*** Opening of Exercise input ***

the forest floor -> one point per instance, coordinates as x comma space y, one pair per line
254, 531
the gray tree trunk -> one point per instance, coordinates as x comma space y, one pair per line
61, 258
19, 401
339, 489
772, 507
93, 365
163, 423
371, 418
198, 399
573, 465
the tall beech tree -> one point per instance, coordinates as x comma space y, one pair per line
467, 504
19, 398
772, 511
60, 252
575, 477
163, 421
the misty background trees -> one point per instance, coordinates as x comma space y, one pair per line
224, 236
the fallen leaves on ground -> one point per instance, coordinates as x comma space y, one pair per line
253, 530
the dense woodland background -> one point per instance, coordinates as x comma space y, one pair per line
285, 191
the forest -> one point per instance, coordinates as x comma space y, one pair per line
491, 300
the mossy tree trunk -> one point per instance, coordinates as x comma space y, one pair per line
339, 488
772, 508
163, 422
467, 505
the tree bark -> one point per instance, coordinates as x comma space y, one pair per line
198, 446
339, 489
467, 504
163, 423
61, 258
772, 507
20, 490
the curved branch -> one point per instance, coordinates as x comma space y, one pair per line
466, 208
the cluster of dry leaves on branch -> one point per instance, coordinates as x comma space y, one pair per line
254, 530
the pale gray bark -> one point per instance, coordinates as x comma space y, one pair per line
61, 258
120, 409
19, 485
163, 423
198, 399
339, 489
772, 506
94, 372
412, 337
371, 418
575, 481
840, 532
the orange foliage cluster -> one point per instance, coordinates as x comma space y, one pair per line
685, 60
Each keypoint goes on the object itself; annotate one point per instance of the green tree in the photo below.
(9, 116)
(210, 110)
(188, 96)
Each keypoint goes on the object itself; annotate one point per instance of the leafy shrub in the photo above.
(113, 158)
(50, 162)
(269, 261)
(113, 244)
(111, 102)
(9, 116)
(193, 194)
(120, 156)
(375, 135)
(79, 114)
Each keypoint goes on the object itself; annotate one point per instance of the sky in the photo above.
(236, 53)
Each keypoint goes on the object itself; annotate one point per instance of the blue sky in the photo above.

*** Close of Exercise input ***

The answer must restate each entry word for word.

the forest floor -> one point per instance, coordinates as x comma space y, one pair per line
254, 531
the gray tree trunk -> one point per instance, coordinates as x comma space y, one pair per line
61, 258
19, 401
339, 489
772, 507
93, 365
163, 423
371, 418
198, 399
573, 465
the tall beech tree -> one point per instance, coordinates as x comma space y, one pair per line
467, 504
19, 398
772, 511
60, 252
575, 477
163, 421
the misty background trees -> one point per instance, coordinates as x comma space y, one pair per line
224, 236
the fallen leaves on ground -> one point per instance, coordinates as x comma space y, one pair per line
253, 530
the dense woodland background -> one point per instance, coordinates as x comma space y, one pair per line
285, 191
the forest -> one point per instance, coordinates as x comma space y, one pair per line
491, 300
the mossy tree trunk -> one point per instance, coordinates as x comma space y, one pair per line
339, 488
772, 508
163, 422
467, 505
the tree bark -> one point per instance, coordinates as x comma space y, one pair per line
198, 446
339, 489
467, 504
163, 423
61, 258
772, 507
20, 490
the curved branch -> one point per instance, coordinates as x comma space y, one pair per line
466, 208
the cluster of dry leaves on branch -> one point per instance, coordinates as x comma space y, one pair per line
254, 530
the pale gray bark -> one point per instance, coordinates as x comma space y, one pair per line
61, 258
120, 409
19, 485
163, 423
198, 399
339, 489
772, 506
94, 372
412, 337
371, 418
575, 481
840, 532
the orange foliage cluster -> one point per instance, coordinates as x comma space y, one pair per line
685, 60
Each keypoint goes on the object itself; annotate one point per instance of the green tree in the photo below.
(9, 116)
(210, 110)
(188, 96)
Each keypoint goes on the object itself; annotate one point per instance of the leafy shrub in the photo above.
(113, 158)
(50, 162)
(269, 261)
(113, 244)
(111, 102)
(9, 116)
(193, 194)
(120, 156)
(375, 135)
(79, 114)
Each keypoint goes on the object itself; annotate one point per instance of the sky in the photo above.
(236, 53)
Each keypoint goes on the object itself; annotate one point per instance of the blue sky in the photo above.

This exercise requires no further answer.